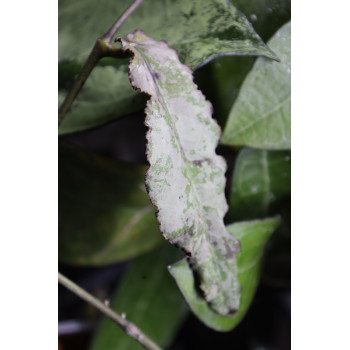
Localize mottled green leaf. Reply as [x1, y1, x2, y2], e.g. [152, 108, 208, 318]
[169, 218, 280, 331]
[59, 0, 276, 67]
[58, 63, 146, 135]
[194, 0, 290, 127]
[119, 31, 241, 316]
[58, 142, 161, 265]
[227, 148, 291, 222]
[58, 0, 277, 135]
[221, 21, 291, 149]
[90, 244, 187, 350]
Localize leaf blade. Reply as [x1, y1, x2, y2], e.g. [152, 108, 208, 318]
[119, 30, 241, 316]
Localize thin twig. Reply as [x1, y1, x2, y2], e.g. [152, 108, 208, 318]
[58, 0, 145, 127]
[58, 272, 162, 350]
[58, 41, 102, 126]
[103, 0, 145, 43]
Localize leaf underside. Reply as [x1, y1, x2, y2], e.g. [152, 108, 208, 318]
[119, 30, 241, 316]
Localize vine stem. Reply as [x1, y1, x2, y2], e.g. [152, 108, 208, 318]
[58, 272, 162, 350]
[58, 0, 145, 126]
[103, 0, 145, 44]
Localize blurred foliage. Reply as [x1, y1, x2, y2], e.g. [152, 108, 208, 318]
[58, 141, 161, 265]
[227, 148, 291, 222]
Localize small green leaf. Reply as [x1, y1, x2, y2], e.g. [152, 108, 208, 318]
[90, 244, 187, 350]
[169, 218, 280, 331]
[221, 21, 291, 149]
[227, 148, 291, 222]
[58, 64, 146, 135]
[58, 0, 277, 135]
[58, 142, 161, 265]
[120, 30, 241, 316]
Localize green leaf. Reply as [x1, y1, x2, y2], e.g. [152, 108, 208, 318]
[194, 56, 256, 128]
[221, 21, 291, 149]
[227, 148, 291, 222]
[90, 244, 187, 350]
[58, 63, 146, 135]
[168, 218, 280, 331]
[194, 0, 290, 127]
[120, 30, 241, 316]
[58, 0, 277, 135]
[58, 142, 162, 265]
[59, 0, 276, 67]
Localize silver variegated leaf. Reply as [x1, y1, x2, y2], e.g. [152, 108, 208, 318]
[119, 31, 241, 316]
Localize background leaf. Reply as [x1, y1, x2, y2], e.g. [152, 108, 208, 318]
[58, 62, 146, 135]
[121, 30, 241, 316]
[169, 218, 280, 332]
[221, 21, 291, 149]
[59, 0, 276, 66]
[90, 244, 188, 350]
[58, 142, 161, 265]
[227, 148, 291, 222]
[58, 0, 276, 135]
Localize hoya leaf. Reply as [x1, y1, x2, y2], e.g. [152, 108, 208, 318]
[58, 0, 277, 135]
[90, 244, 187, 350]
[58, 142, 162, 265]
[169, 218, 280, 331]
[119, 30, 241, 316]
[59, 0, 276, 67]
[221, 21, 291, 149]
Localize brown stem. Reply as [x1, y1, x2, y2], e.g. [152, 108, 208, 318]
[103, 0, 145, 43]
[58, 272, 162, 350]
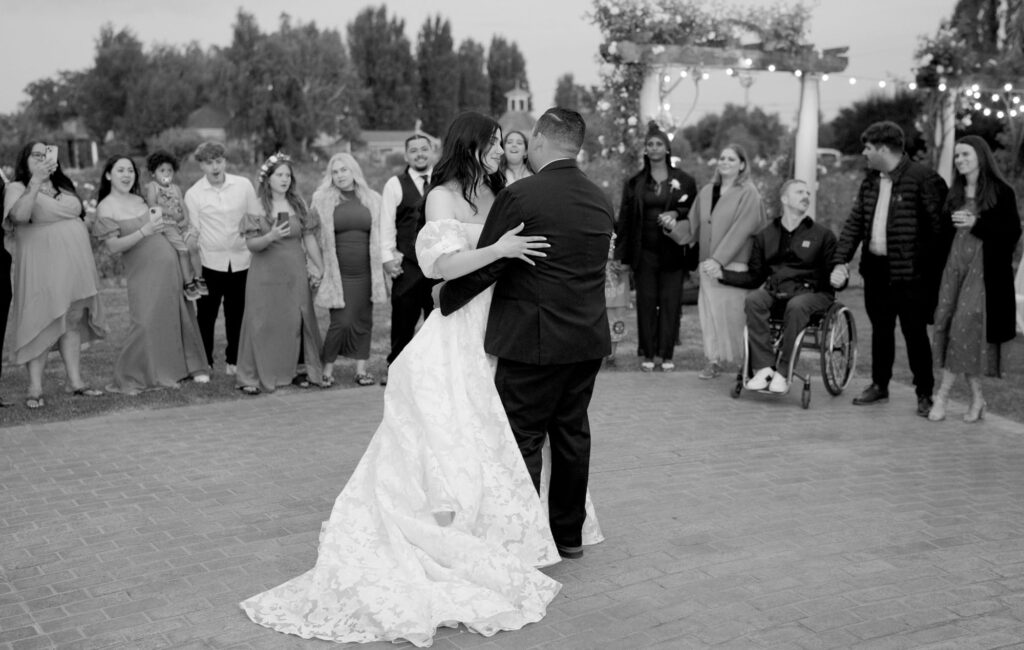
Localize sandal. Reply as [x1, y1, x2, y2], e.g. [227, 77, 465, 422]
[239, 386, 261, 396]
[291, 373, 311, 389]
[25, 395, 45, 409]
[70, 386, 104, 397]
[321, 374, 335, 388]
[354, 373, 376, 386]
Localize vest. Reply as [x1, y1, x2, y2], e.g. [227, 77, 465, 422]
[395, 171, 427, 263]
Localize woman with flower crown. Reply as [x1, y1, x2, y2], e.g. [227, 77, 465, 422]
[612, 122, 697, 372]
[235, 154, 325, 394]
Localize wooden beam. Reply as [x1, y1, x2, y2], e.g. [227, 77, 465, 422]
[603, 41, 849, 74]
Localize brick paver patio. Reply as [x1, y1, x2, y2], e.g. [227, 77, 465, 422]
[3, 370, 1024, 649]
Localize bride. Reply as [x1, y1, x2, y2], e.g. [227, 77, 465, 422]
[241, 112, 603, 647]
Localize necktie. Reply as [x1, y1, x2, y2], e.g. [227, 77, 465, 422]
[420, 174, 430, 193]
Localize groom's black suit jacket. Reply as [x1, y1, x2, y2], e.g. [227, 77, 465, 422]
[439, 159, 614, 364]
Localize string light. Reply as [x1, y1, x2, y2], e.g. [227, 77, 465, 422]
[679, 70, 688, 78]
[822, 73, 830, 81]
[794, 70, 803, 78]
[849, 77, 857, 85]
[878, 80, 886, 88]
[767, 64, 776, 72]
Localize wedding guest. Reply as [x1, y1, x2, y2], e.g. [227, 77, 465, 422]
[93, 155, 210, 394]
[0, 175, 11, 407]
[2, 142, 106, 409]
[614, 122, 697, 372]
[830, 121, 949, 416]
[379, 134, 434, 383]
[928, 136, 1021, 422]
[235, 153, 324, 395]
[144, 149, 206, 301]
[311, 153, 387, 387]
[499, 130, 534, 185]
[672, 143, 766, 379]
[184, 141, 260, 375]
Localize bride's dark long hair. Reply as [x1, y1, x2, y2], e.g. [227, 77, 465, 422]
[427, 112, 506, 214]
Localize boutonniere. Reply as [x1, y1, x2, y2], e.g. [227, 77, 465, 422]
[669, 179, 681, 192]
[677, 193, 689, 204]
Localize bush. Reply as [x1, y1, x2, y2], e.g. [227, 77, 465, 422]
[145, 128, 204, 161]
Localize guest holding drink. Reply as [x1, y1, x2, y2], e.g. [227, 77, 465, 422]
[500, 130, 534, 185]
[2, 142, 106, 409]
[236, 154, 325, 395]
[311, 153, 387, 387]
[93, 155, 210, 394]
[614, 123, 697, 371]
[928, 136, 1022, 422]
[671, 143, 766, 379]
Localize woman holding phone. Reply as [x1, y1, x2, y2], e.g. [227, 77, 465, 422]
[2, 142, 106, 408]
[235, 153, 325, 394]
[93, 155, 209, 394]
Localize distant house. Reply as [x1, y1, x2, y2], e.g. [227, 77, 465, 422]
[358, 122, 439, 163]
[55, 117, 98, 169]
[498, 81, 535, 137]
[186, 106, 230, 142]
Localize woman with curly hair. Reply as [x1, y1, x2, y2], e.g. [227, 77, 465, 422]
[234, 154, 324, 394]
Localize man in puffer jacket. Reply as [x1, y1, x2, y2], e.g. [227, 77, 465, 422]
[830, 121, 950, 417]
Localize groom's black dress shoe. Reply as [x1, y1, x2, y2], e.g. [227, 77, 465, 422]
[556, 544, 583, 559]
[852, 384, 888, 406]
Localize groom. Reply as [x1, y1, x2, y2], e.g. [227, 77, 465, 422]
[440, 107, 614, 559]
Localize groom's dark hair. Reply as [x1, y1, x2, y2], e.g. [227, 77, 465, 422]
[534, 107, 585, 154]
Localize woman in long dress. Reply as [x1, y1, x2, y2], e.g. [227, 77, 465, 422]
[235, 154, 325, 394]
[93, 155, 210, 394]
[676, 143, 766, 379]
[311, 153, 387, 387]
[2, 142, 106, 408]
[241, 112, 603, 647]
[928, 136, 1022, 422]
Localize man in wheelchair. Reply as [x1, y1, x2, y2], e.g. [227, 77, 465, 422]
[707, 179, 845, 393]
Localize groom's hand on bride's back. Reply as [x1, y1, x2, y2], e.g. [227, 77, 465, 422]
[432, 281, 445, 308]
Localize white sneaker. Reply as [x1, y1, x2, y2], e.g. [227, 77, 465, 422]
[746, 367, 774, 390]
[225, 364, 237, 376]
[769, 372, 789, 394]
[193, 373, 210, 384]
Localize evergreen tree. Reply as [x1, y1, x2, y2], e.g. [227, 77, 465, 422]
[456, 39, 490, 115]
[347, 5, 419, 130]
[486, 36, 528, 117]
[416, 15, 459, 135]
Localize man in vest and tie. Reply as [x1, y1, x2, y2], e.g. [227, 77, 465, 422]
[379, 134, 435, 383]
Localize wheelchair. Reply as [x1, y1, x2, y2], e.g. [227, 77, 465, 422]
[731, 300, 857, 409]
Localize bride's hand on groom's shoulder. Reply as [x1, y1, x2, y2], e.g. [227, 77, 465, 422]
[494, 222, 549, 265]
[432, 281, 446, 308]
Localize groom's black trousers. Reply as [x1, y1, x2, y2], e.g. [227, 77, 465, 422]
[495, 357, 603, 548]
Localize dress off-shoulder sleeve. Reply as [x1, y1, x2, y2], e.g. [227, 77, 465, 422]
[92, 216, 124, 240]
[415, 219, 470, 279]
[240, 212, 271, 239]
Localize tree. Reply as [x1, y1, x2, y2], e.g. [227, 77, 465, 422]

THE PROBLEM: Write out exactly those lines running from the line with "Localize man in puffer" to the end of the data above, the first and last included.

ANSWER SECTION:
Localize man in puffer jacket. Reply as [x1, y1, x2, y2], e.g. [227, 77, 465, 422]
[830, 121, 950, 417]
Localize groom's black dress shoe. Reply as [x1, y1, x2, y2], e.g. [227, 77, 465, 422]
[556, 544, 583, 559]
[852, 384, 888, 406]
Localize groom. Reply as [x1, y1, x2, y2], e.g. [227, 77, 465, 422]
[440, 107, 614, 559]
Localize groom's dark hair. Reply as [x1, y1, x2, y2], e.g. [227, 77, 465, 422]
[534, 107, 585, 154]
Localize woman in long dress. Reply as [x1, y1, x2, y2], e.g. [227, 77, 465, 422]
[235, 154, 325, 394]
[93, 155, 210, 394]
[676, 143, 766, 379]
[311, 153, 387, 387]
[2, 142, 106, 408]
[241, 112, 603, 647]
[928, 136, 1022, 422]
Localize man in wheelchair. Reply as [x1, y1, x2, y2], e.g. [227, 77, 465, 422]
[707, 179, 845, 393]
Localize groom's hand on bride's back. Reply as [x1, y1, x2, y2], e.g. [227, 77, 465, 422]
[432, 281, 445, 308]
Localize white sneaker. Reply as [x1, y1, x2, y2], e.g. [227, 77, 465, 422]
[746, 367, 774, 390]
[225, 364, 237, 376]
[769, 372, 789, 394]
[193, 373, 210, 384]
Localize evergreen tree. Reply as [x1, y1, x2, y2], e.g. [227, 77, 465, 422]
[456, 39, 490, 115]
[347, 5, 419, 130]
[486, 36, 528, 117]
[416, 15, 459, 135]
Localize man in vest and tie. Reply as [x1, y1, x2, y2], e.g. [227, 77, 465, 422]
[379, 134, 435, 383]
Localize wheelchair. Reply as [x1, y1, x2, y2], e.g. [227, 77, 465, 422]
[731, 300, 857, 409]
Localize bride's hand on groom's shoulder. Reply as [x1, y1, x2, y2], e.g. [227, 77, 465, 422]
[494, 222, 549, 265]
[432, 281, 446, 308]
Localize groom's black trousers. Reply as [x1, y1, x2, y2], e.g. [227, 77, 465, 422]
[495, 357, 603, 548]
Localize dress off-shoulder sleeve. Reply as [x1, y1, x2, y2], e.g. [227, 77, 465, 422]
[92, 216, 124, 240]
[415, 219, 470, 279]
[240, 212, 271, 239]
Localize tree. Reply as [x1, y1, x2, y2], e.g. [227, 77, 465, 422]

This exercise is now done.